=== SOURCE DOCUMENT ===

We have initiated a pilot genomics content use case of hICN. Two named content compendia were created: Named Indexed Genome Compendia and Named Raw RNAseq Compendia.
Named Indexed Genome Compendia. In collaboration with Washington State University, Clemson University, Tennessee Tech University, and Cisco, we have downloaded 3,042 published genomes (i.e., FASTA) and gene coordinate (e.g. GTF) files from ENSEMBL or NCBI using Pynome software (https://github.com/SystemsGenetics/pynome). The genomes were preprocessed and indexed for input into hisat2, kallisto, and salmon workflows. Then the files were named for publication into an hICN system. For specific version of the genome mapping software used for indexing, please see: https://github.com/SystemsGenetics/pynome/blob/master/Dockerfile.

===

• [EXERCISE PROMPT]: Transcribe the passage of the genomics compendia text word for word, starting at "We have initiated" and ending at "Raw RNAseq Compendia.".

=== INPUT DATA ===

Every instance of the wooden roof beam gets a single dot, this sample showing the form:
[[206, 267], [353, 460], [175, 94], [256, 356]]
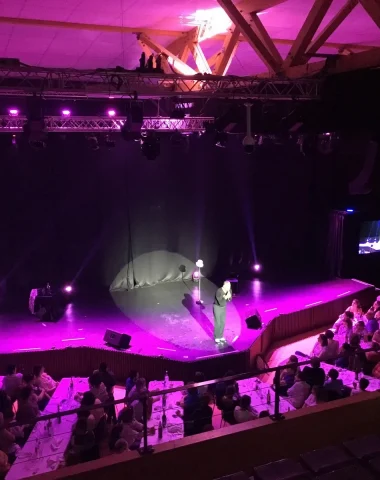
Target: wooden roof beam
[[372, 7], [307, 32], [330, 28], [251, 37]]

===

• [FINISHED EXERCISE]:
We have initiated a pilot genomics content use case of hICN. Two named content compendia were created: Named Indexed Genome Compendia and Named Raw RNAseq Compendia.